What needs to be done -
Images are excluded; otherwise, output every record exactly.

─── Exercise data ───

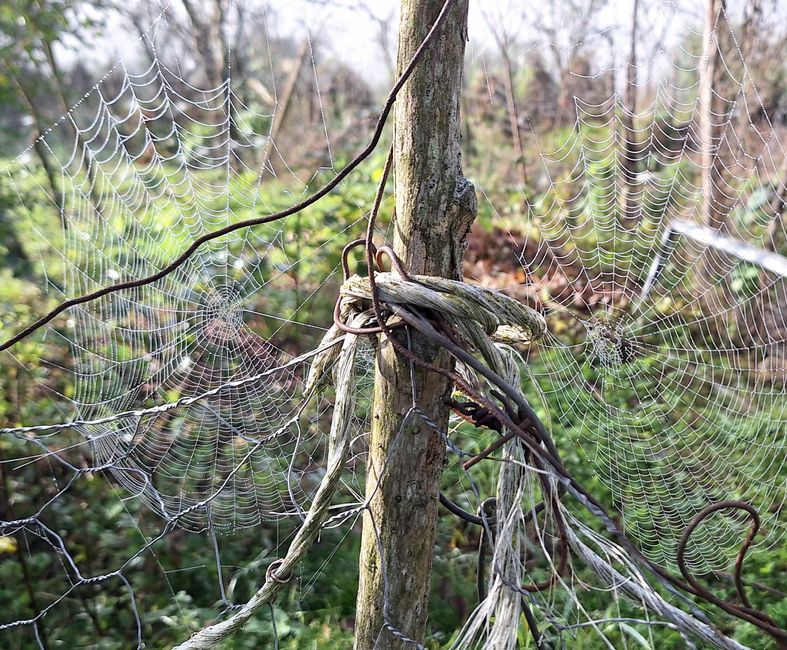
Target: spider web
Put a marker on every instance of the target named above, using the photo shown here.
(145, 170)
(676, 394)
(191, 390)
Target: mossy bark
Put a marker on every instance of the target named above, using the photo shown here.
(435, 207)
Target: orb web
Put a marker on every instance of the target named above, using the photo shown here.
(670, 371)
(143, 171)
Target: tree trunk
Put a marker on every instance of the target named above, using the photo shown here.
(435, 207)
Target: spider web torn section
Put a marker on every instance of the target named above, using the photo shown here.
(678, 397)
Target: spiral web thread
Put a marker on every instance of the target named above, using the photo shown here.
(144, 177)
(678, 398)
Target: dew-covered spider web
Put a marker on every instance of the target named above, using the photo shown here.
(671, 371)
(663, 360)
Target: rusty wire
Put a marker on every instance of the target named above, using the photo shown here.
(538, 442)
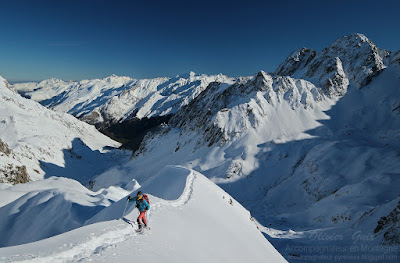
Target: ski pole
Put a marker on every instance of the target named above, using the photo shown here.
(126, 205)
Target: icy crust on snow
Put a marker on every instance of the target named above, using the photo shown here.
(184, 227)
(43, 141)
(115, 98)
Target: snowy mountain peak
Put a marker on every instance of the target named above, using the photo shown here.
(350, 60)
(297, 60)
(355, 39)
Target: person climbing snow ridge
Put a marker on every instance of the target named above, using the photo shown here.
(142, 205)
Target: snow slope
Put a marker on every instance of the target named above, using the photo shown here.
(191, 219)
(315, 155)
(115, 98)
(37, 142)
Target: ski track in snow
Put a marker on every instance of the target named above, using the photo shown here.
(109, 237)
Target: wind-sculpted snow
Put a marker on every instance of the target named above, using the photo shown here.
(41, 209)
(316, 152)
(198, 222)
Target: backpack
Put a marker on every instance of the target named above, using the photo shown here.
(147, 198)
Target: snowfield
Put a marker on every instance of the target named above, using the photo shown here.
(191, 219)
(36, 142)
(311, 150)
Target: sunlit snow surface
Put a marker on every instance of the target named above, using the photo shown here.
(191, 220)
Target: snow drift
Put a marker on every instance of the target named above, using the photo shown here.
(36, 142)
(192, 219)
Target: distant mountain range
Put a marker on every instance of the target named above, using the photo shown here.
(313, 146)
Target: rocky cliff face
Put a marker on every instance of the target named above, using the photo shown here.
(313, 146)
(352, 59)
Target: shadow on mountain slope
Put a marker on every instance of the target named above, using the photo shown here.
(82, 163)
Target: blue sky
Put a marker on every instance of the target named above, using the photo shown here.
(143, 39)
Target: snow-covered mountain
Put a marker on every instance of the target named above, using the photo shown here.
(312, 147)
(191, 219)
(115, 99)
(36, 142)
(310, 150)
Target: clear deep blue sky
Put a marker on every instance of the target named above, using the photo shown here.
(96, 38)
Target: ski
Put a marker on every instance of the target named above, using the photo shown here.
(128, 221)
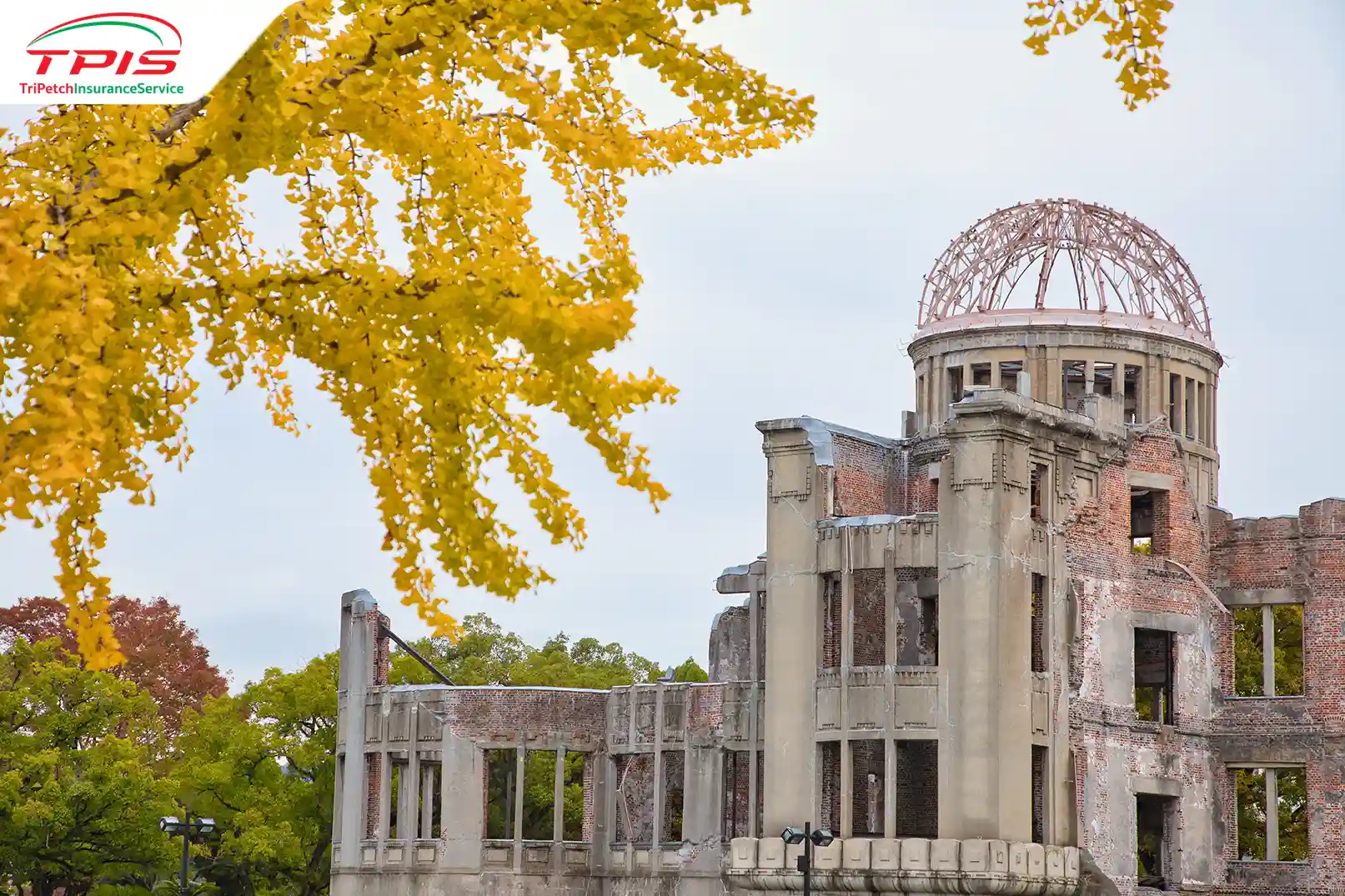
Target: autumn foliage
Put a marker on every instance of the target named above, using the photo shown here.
(164, 657)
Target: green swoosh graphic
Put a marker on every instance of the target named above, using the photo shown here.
(92, 24)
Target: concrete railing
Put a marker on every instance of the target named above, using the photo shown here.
(911, 865)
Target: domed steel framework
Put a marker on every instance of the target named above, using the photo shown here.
(1118, 264)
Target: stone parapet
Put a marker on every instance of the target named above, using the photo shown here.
(914, 865)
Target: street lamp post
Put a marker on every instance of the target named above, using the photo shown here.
(173, 828)
(810, 838)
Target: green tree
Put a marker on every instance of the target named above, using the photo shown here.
(263, 766)
(79, 797)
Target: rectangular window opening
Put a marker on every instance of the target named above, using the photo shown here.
(829, 784)
(1073, 383)
(930, 631)
(1202, 411)
(1039, 623)
(866, 783)
(1152, 840)
(871, 618)
(916, 788)
(831, 620)
(674, 773)
(1189, 407)
(1132, 394)
(539, 794)
(500, 766)
(1105, 378)
(634, 798)
(576, 798)
(397, 779)
(737, 793)
(1173, 407)
(1037, 493)
(1039, 794)
(1154, 676)
(1265, 836)
(1142, 523)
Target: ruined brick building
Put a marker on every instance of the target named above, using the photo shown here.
(1017, 648)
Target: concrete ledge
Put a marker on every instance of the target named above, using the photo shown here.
(1259, 596)
(1164, 622)
(911, 865)
(1152, 481)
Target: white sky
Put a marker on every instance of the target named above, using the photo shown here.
(787, 284)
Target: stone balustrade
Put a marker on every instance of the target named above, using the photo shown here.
(911, 865)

───

Task output -
Target: spider web
Put a marker on every instance of the target named above, using the photo shown here.
(145, 170)
(676, 394)
(191, 390)
Target: mossy bark
Put a marker on every instance of the target named above, using the photo shown here.
(435, 207)
Target: orb web
Put a marker on every instance of the target named above, using the photo shown here.
(670, 371)
(143, 171)
Target: tree trunk
Put a marker on every instance of the target named above, using the photo shown here.
(435, 207)
Target: spider web torn section
Put a marker on every instance of the target named above, using the photo shown here.
(678, 397)
Target: spiral web thread
Put a marker on every instance of the target named above, using the photo shown here.
(144, 177)
(678, 398)
Target: dew-covered spider web
Put a marker on every instance of the target named above, using the photo shown here.
(671, 371)
(663, 360)
Target: rusty wire
Put a marker on every instance of the target named above, using the photo shown here.
(538, 442)
Target: ski pole
Put a marker on every instance of the target named above, using the photo shown here.
(126, 205)
Target: icy crust on snow
Put a marker on every instance of the target named above, using the photo shown here.
(184, 227)
(43, 141)
(115, 98)
Target: snowy mountain peak
Put a marker on every instance of the target named above, using the photo shown here.
(350, 60)
(297, 60)
(355, 39)
Target: person climbing snow ridge
Put a marker on every instance of the target named above, using the photo shown here.
(142, 205)
Target: snow slope
Put a marker on every instance of the target named above, using the photo shown here.
(191, 219)
(315, 155)
(115, 98)
(37, 142)
Target: ski track in snow
Put a marker on every instance of the target named above, using the photo shown here.
(109, 237)
Target: wind-sculpted snow
Put a marker on every instance of the target named above, using the photo shown here.
(41, 209)
(316, 152)
(198, 222)
Target: backpack
Put a marker on every instance of the target named above, using the photo shown here.
(147, 198)
Target: snowfield
Put a marker on every instance of the target named above, using the photo shown here.
(191, 219)
(36, 142)
(311, 150)
Target: sunlit snow surface
Put a marker on every instance of the target named above, using the photo shown here.
(191, 220)
Target: snow drift
Put a marker on every instance of the target named above, using the photo shown here.
(36, 142)
(192, 219)
Target: distant mountain range
Put a marker on every instance of the target named above, using the photo shown here.
(313, 146)
Target: rocky cliff face
Put a marker on every instance of the target named above, using the photo shown here.
(313, 146)
(352, 59)
Target: shadow on mountain slope
Put a marker on every instance of the target named above, using the photo shown here.
(82, 163)
Target: blue sky
Put a marker on every instance of the target named above, using the photo shown here.
(143, 39)
Target: snow-covered mountain
Put a marker on every instance of the target named above, using the photo shown here.
(312, 147)
(191, 219)
(115, 99)
(36, 142)
(310, 150)
Target: clear deep blue sky
Put a marker on every instance of the target named above, using the photo shown here.
(96, 38)
Target: ski
Put a marker on every instance of the target named above, using the photo shown here.
(128, 221)
Target: autumn foliage
Put a marker on every instance of the target named above, using the photo shown here.
(164, 657)
Target: green swoosh graphic
Put a marker on every instance of the target named above, using the photo shown here.
(92, 24)
Target: concrete railing
Put a marker on every instance of the target named above, using the photo shown here.
(911, 865)
Target: domed steel framework
Put a marker on every instance of the target named above, using the photo shown here.
(1118, 264)
Target: stone parapet
Put a marker on every instance of the target named above, using the photo shown here.
(914, 865)
Target: street lamp post
Put a marker on every instance of the target named above, using the photo shown here.
(173, 828)
(810, 838)
Target: green tree
Put a marker on every instance of the target named above, using the photo shown here.
(263, 766)
(79, 797)
Target: rectangular window opening
Put a marker on every instance of the target named above, using the photo shown here.
(829, 784)
(1073, 383)
(930, 631)
(1202, 411)
(1039, 623)
(866, 783)
(1152, 840)
(871, 618)
(916, 788)
(831, 620)
(674, 773)
(1189, 407)
(1132, 394)
(539, 794)
(500, 766)
(1105, 378)
(634, 798)
(576, 798)
(397, 779)
(737, 793)
(1173, 407)
(1037, 493)
(1039, 794)
(1154, 676)
(1265, 836)
(1142, 523)
Target: ruined brick building
Put a marker on every instance of the target named above, using the photo shown here.
(1017, 648)
Target: concrete ledge
Put a marker on every instance of the target named above, using the photo shown here.
(1259, 596)
(1164, 622)
(911, 865)
(1152, 481)
Target: white sky
Put a marker on every instance of the target named above, using the photo shown here.
(787, 284)
Target: stone balustrade
Put a marker on every instance of the target named above, using the photo shown here.
(911, 865)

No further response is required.